==== Data for this task ====

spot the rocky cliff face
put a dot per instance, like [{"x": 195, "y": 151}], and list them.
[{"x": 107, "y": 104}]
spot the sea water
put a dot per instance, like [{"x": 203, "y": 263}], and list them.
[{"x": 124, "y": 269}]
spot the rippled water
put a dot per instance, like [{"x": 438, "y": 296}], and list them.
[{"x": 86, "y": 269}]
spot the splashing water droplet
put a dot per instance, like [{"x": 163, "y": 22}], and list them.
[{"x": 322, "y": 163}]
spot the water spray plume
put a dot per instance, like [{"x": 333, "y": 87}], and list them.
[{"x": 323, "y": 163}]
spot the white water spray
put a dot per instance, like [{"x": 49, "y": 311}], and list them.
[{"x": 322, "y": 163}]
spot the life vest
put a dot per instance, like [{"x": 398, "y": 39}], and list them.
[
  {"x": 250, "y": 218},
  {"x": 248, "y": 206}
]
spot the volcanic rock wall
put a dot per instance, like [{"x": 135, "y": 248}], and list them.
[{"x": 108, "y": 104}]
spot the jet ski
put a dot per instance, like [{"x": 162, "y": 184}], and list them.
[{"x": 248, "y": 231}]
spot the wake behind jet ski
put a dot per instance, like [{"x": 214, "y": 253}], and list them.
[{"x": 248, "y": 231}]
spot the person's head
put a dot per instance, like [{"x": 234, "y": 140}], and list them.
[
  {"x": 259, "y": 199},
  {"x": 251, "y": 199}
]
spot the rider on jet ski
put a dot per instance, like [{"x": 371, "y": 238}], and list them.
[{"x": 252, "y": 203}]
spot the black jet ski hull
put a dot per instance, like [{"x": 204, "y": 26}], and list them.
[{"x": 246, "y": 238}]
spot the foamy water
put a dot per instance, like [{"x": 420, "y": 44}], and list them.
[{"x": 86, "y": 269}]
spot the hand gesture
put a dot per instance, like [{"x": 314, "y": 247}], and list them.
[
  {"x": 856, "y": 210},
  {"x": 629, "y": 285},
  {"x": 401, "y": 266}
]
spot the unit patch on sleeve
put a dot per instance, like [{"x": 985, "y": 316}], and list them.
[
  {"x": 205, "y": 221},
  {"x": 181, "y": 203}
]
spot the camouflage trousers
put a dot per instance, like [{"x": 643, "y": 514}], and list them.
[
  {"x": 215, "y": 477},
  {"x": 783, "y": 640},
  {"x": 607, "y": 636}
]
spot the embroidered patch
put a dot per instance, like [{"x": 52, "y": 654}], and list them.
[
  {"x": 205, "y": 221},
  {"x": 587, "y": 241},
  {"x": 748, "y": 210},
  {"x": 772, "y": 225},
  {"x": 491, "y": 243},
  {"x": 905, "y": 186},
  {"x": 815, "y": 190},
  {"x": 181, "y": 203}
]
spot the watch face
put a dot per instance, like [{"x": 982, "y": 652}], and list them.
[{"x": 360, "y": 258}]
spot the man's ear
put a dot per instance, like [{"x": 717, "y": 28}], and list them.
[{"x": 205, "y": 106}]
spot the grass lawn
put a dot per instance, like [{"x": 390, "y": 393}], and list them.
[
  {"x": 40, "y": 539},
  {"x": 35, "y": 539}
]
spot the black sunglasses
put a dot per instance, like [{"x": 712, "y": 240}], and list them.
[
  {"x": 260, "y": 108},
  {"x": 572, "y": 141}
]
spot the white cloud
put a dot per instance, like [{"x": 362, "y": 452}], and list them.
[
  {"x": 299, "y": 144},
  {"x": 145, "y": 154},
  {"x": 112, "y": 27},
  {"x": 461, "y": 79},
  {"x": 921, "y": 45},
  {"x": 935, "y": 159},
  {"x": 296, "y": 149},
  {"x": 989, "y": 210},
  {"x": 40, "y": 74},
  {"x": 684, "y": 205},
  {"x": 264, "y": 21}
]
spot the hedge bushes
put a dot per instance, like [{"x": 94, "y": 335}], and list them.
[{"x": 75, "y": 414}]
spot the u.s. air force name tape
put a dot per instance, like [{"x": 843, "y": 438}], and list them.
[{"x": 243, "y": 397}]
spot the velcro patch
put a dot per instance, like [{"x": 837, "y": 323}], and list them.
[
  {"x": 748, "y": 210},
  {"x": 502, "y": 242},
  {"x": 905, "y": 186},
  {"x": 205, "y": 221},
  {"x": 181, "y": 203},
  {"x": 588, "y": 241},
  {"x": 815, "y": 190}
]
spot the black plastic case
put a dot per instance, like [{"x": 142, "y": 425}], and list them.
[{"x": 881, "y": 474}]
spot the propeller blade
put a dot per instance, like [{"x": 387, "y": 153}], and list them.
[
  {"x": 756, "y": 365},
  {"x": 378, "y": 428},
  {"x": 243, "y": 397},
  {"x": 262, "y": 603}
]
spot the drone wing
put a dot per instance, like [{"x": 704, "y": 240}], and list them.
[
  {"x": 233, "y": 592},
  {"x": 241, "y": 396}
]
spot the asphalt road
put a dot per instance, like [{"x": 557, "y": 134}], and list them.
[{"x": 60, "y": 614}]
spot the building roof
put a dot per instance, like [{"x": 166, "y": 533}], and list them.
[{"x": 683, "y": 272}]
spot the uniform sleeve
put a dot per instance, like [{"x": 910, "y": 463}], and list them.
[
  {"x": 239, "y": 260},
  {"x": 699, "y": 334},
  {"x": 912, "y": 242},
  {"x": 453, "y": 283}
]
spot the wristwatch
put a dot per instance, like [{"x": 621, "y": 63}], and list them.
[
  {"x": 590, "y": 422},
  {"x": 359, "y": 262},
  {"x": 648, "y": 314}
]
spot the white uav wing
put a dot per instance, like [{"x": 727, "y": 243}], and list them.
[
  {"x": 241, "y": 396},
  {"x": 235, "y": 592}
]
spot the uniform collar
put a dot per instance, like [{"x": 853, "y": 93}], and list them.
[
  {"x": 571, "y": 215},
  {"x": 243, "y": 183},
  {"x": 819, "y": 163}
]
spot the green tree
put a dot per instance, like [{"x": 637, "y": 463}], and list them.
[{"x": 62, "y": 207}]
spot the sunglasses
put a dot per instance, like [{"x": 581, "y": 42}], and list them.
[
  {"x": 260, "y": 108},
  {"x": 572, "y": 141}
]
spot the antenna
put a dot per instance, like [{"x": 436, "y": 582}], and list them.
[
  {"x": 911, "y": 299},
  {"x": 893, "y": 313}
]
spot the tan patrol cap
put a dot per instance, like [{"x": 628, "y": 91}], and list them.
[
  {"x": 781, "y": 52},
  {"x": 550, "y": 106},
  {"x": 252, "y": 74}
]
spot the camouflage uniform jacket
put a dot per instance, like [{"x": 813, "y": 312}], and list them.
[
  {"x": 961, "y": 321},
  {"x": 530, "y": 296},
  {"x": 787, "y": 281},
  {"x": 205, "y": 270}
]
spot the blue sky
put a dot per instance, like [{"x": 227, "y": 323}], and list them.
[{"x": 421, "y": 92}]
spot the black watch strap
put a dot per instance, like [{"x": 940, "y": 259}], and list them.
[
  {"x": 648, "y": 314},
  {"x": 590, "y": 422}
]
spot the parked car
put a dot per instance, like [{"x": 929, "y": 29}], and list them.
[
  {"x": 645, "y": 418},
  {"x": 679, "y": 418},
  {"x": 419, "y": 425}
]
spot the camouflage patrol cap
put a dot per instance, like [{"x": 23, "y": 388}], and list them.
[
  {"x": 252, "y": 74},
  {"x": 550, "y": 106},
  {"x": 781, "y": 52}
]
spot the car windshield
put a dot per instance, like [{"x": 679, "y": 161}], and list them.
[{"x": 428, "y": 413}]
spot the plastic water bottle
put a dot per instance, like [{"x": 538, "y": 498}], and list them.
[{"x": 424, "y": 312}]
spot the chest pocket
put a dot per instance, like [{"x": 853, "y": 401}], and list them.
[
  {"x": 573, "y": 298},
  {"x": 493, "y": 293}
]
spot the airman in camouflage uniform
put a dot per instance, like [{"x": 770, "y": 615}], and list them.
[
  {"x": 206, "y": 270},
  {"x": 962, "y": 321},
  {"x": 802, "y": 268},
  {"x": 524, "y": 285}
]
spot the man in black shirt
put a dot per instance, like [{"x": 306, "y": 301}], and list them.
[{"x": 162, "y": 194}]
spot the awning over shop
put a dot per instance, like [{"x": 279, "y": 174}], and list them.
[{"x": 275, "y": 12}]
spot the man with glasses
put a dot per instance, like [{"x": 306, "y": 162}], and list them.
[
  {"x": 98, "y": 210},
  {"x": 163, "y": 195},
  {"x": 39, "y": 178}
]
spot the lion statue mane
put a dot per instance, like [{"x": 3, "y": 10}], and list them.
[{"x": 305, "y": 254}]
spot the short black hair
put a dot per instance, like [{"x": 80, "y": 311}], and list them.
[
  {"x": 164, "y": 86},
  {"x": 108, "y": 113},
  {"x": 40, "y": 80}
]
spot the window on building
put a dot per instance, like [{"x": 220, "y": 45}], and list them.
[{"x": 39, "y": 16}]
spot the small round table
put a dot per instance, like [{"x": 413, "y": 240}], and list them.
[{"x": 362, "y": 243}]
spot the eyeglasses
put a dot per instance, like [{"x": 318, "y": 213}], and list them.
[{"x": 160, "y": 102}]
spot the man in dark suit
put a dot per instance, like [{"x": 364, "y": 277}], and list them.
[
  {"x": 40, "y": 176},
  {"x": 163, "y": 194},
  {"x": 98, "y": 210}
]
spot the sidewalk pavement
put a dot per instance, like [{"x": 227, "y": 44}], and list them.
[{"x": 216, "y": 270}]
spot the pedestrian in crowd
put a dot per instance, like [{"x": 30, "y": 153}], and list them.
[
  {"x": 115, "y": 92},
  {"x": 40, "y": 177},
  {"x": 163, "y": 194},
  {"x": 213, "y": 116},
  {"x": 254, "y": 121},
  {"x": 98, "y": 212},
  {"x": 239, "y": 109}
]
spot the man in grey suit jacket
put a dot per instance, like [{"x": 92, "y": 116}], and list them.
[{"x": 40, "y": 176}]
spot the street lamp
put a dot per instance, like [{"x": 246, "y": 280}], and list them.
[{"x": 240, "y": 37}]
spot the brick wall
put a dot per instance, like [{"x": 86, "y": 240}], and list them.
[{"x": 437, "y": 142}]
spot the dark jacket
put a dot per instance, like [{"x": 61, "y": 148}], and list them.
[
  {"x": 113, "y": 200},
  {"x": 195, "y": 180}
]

====

* _The problem_
In the listing above, find the line with "spot the black watch strap" and the line with "spot the camouflage patrol cap", then reproduce both and every line between them exactly.

* _Response area_
spot the black watch strap
put a dot per instance, like [{"x": 940, "y": 259}], and list them.
[
  {"x": 648, "y": 314},
  {"x": 590, "y": 422}
]
spot the parked car
put a dot per instance, like [{"x": 929, "y": 29}], and list them.
[
  {"x": 645, "y": 418},
  {"x": 679, "y": 418},
  {"x": 419, "y": 425}
]
spot the camouflage patrol cap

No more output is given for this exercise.